#### [Provided passage]
= = = =

And it’s these setting that invariably lead to a whole host of shenanigans when following FC away from home. Take Bridlington a few years ago for example. The night before the game me and a couple of mates got split up from the rest of our group in a night club and ended up talking to a Brazilian woman and her English husband, who just so happened to be with a sixty year old Jamaican they referred to as ‘Grandad’.

We all ended up going back to the Jamaican’s flat, after being joined by a German on the way who we later found out didn’t actually know anyone there. After drinking some rather special rum and being shown how flexible the Jamaican was (which is actually nowhere near as dodgy as it sounds: he was incredibly proud that he could still touch his toes, and who was I to argue with my host?) I left at 6am, leaving one of my mates behind who then brought this international group of wonder to the game later that day.

Then there was the time on the train back from Lancaster where I found myself in a drunken state, sitting with a Japanese family who were on their way back from the Lakes. They could hardly speak a word of English yet were still happy for me to sit with them (in my head anyway, they were probably terrified) whilst feeding me peanuts.

It’s not all been so international and friendly though. Being surrounded by scallies whilst waiting for the train in Chorley because they thought one of our group had, what do the kids say, erm, ‘dissed’ one their girlfriends, wasn’t as welcoming, especially when filled with rage they closed in on us, before one of them declared in a broad Lancashire accent, ‘This is Chorley!’ in his best Spartan impression. Laugh? I think more than my fair share of wee came out in this Chorley-chortle fest.

= = = =

#### [Material shown]
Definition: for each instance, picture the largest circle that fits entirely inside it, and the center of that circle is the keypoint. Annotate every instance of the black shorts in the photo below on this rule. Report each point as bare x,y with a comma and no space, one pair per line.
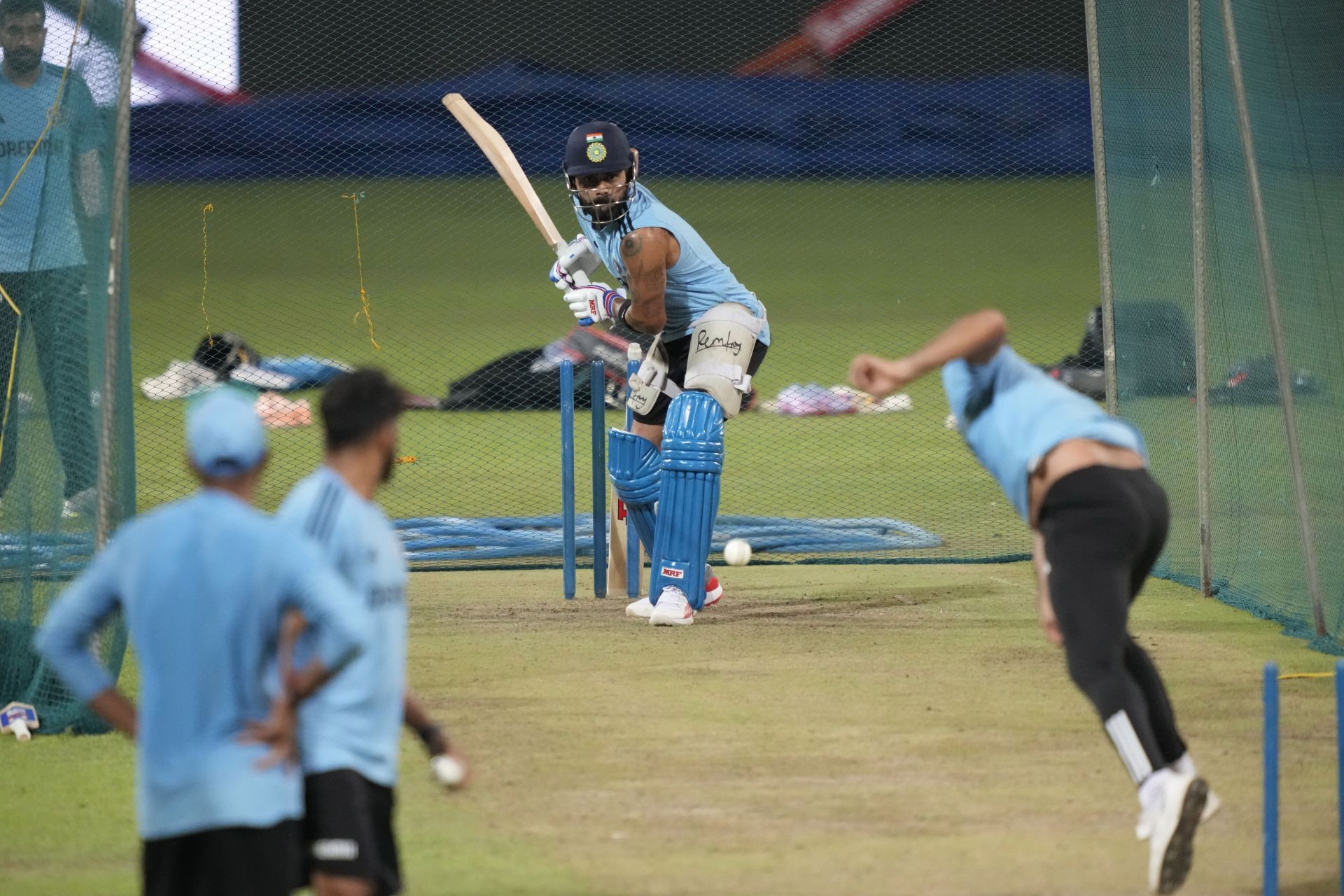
679,351
225,862
349,830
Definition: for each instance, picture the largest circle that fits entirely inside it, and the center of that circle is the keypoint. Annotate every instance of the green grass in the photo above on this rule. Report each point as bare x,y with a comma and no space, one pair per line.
827,729
456,277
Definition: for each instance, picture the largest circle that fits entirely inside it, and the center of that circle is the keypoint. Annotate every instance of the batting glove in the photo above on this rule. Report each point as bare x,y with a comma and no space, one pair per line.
594,302
575,257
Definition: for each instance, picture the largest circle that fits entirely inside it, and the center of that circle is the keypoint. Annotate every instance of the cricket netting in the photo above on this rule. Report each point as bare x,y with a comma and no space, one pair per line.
61,457
1260,523
870,169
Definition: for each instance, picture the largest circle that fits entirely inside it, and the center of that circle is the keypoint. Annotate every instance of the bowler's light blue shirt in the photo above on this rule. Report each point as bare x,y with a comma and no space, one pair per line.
38,229
203,584
355,722
696,282
1011,414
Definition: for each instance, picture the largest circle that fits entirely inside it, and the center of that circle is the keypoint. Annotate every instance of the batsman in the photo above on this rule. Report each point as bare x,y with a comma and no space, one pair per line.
713,336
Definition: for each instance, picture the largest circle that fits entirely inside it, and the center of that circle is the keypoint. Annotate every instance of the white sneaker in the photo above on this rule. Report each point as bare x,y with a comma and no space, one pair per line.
641,609
1186,766
713,590
80,504
1168,825
672,609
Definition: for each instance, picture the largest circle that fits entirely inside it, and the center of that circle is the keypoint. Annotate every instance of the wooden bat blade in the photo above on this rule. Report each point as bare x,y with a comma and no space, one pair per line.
616,536
498,152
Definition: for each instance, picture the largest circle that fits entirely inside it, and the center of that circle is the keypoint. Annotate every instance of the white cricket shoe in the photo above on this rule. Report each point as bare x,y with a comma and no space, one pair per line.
83,504
1186,766
672,609
1168,825
643,609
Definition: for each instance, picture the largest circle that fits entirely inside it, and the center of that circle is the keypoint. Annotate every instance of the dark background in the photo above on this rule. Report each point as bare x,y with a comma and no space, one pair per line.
309,45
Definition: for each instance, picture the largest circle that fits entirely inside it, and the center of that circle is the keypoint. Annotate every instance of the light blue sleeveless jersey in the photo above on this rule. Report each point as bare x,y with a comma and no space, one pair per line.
696,282
1011,414
355,719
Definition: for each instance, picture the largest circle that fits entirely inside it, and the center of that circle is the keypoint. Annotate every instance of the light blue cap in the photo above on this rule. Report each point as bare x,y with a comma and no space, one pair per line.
225,437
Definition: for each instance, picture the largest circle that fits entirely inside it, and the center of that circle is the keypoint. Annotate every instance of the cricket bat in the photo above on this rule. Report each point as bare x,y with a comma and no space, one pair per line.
492,144
619,540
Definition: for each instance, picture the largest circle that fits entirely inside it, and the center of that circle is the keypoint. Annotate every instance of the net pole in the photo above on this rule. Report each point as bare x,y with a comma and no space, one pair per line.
1199,223
1276,328
116,277
1108,305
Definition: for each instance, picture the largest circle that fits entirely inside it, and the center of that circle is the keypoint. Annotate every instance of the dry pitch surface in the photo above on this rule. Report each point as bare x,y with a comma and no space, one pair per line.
827,729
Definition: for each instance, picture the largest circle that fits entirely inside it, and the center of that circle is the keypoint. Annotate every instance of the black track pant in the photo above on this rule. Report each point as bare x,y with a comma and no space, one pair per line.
1104,528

= = = =

#### [Problems and tasks]
1) State only the number of lines in the listing that contain the string "sneaker", matching case exactly.
2) Proceed with the account of away trips following FC, picking up directly after its final sentence.

#### [Task-by-task results]
1) 1

2)
But isn’t this what living is all about? Watching FC opens up a world closed off to you for most of the week, but come the weekend the doors to this world are opened once more, and the magic that seems to go hand in hand with our club extends to the whole day. Too many people don’t live, they exist, they don’t stop and think about how life is made up of experiences, good or bad, and while they’re spending another Saturday trudging around B & Q, we’re off yet again on another adventure, ready to regale our rather bored-looking work mates with tales of our shenanigans come Monday morning.

And it’s something we should never lose sight of. We’ve got a lot of hard work ahead of us still if we’re to make it to our ground, and with FC comes a responsibility and an ethos that defines who we are, but we always need to remember that watching FC and the experiences that go with it is a joy, a joy that not many people are lucky enough to experience. But that’s their choice. Oh, and I think there’s some football to be watched in all this too.

5 Comments »

  • midjmo says:

    Looking around the pub/hotel bar we were frequenting in Buxton on Saturday, brought it home once again how lovely this thing of ours is. At one point there were United fans covering every era from the 1940s to present day.

    A red who used to flag down the team bus in Collyhurst to get a lift to games soon after Busby joined the club. A few reds who did every game of the second division season in the 1970s. Reds who barely missed a game in the 80s and 90s. And reds who still do MUFC aways now. An eclectic mix, if ever there was one.

    FC fought their way back from two down to earn a respectable 2-2 draw as the promotion chase hots up.

  • 1879 says:

    The plan to ‘Leave Ramsay’s saving the theatre bar till just before the 9.27 as we’ll go in, get a drink and then get barred’ went just as we suspected.

    I had wine out of a cupcake holder on the train. It’s not called a cupcake holder it’s probably just called a wrapper. No, actually I don’t think it’s called a wrapper. Anyway, it’s that thing that you bake a cupcake in then take off before you eat it. Josephine90 had brought cakes, sigh, as well as buying azaleas. People ate the cake then had her wine in the only available vessels. Wine with a cakey/jizz on me tits after taste…

    • Elsie says:

      They were muffins not cupcakes, I’m from Bramhall not Prestbury. And it was a primrose not an azalea. Whoever heard of taking an azalea to the match?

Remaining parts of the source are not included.